- WORK INSTRUCTIONS -
Please copy the rows again, starting with the line that contains "For the benchmark, drop one pin per instance of the forested" and going on through the end of the rows, requests included. Offset every coordinate in the answers by adding 148, and leave the format samples unchanged.

____ DATA EXTRACT

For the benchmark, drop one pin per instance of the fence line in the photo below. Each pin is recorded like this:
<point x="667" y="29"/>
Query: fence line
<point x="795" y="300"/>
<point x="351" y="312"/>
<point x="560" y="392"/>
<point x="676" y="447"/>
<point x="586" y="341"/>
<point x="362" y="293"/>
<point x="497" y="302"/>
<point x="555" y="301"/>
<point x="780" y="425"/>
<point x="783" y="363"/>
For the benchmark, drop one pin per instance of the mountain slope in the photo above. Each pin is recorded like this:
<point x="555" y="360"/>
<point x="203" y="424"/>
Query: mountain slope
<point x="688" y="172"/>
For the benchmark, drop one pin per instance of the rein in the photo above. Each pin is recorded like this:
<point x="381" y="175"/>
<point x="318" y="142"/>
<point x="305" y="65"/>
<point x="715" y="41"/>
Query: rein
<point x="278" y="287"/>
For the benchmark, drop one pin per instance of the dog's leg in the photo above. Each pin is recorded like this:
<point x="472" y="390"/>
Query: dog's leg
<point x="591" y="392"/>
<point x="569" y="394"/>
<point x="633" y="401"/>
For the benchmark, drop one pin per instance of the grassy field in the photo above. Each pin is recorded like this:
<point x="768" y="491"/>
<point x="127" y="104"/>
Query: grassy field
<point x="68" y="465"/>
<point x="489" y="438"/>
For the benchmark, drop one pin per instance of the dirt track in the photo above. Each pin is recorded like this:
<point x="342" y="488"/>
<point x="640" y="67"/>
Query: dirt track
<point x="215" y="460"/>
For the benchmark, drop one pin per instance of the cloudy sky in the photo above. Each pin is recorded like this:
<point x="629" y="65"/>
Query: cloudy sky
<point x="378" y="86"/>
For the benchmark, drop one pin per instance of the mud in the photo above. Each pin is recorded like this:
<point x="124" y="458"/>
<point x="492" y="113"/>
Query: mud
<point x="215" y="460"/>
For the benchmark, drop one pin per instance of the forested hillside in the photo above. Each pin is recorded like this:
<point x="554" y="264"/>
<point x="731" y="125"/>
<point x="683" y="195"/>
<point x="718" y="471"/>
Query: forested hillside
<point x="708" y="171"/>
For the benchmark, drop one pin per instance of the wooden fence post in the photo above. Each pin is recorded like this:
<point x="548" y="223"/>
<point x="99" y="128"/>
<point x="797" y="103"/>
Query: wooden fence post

________

- RESULT OF THIS TASK -
For the benchmark, drop one pin per instance of the forested hillside in the photo above. Each pin is recorded like this:
<point x="554" y="264"/>
<point x="731" y="125"/>
<point x="683" y="195"/>
<point x="718" y="471"/>
Query: forested hillside
<point x="856" y="319"/>
For the benchmark, drop one pin per instance of the wooden fence post in the photo above. Each pin is recorded like this:
<point x="548" y="223"/>
<point x="99" y="128"/>
<point x="797" y="103"/>
Query: wooden fence post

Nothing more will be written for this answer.